Natural-language object grounding data:
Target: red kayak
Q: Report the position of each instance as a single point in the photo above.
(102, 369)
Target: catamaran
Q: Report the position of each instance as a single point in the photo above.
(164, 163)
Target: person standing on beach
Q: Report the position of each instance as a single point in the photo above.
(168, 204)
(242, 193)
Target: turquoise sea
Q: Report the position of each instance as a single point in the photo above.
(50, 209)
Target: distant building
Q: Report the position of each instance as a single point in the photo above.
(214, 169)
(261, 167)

* * *

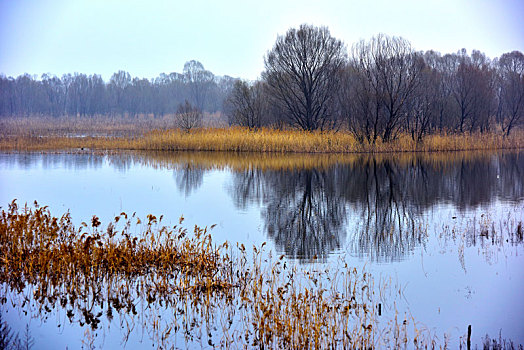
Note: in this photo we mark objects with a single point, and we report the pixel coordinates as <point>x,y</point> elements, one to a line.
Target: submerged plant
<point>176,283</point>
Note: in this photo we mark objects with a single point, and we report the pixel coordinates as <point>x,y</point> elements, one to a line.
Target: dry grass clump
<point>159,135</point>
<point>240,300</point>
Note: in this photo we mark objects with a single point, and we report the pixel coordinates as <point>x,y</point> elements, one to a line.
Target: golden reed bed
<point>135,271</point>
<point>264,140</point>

> ASSIGNMENT: What you give back must be the stretch above, starting at the line with "Target: red kayak" and ending at the line with "Target: distant building", copied exactly.

> ANSWER BELOW:
Target: red kayak
Q: Report the position of each instance as a single point in the photo above.
(102, 369)
Target: catamaran
Q: Report the position of each instance as a single point in the photo above.
(164, 163)
Target: person standing on beach
Q: Report the position of each instance as a single point in the photo above.
(168, 204)
(242, 193)
Target: turquoise sea
Q: Report the position of each instance as a single point in the photo above.
(50, 209)
Target: distant building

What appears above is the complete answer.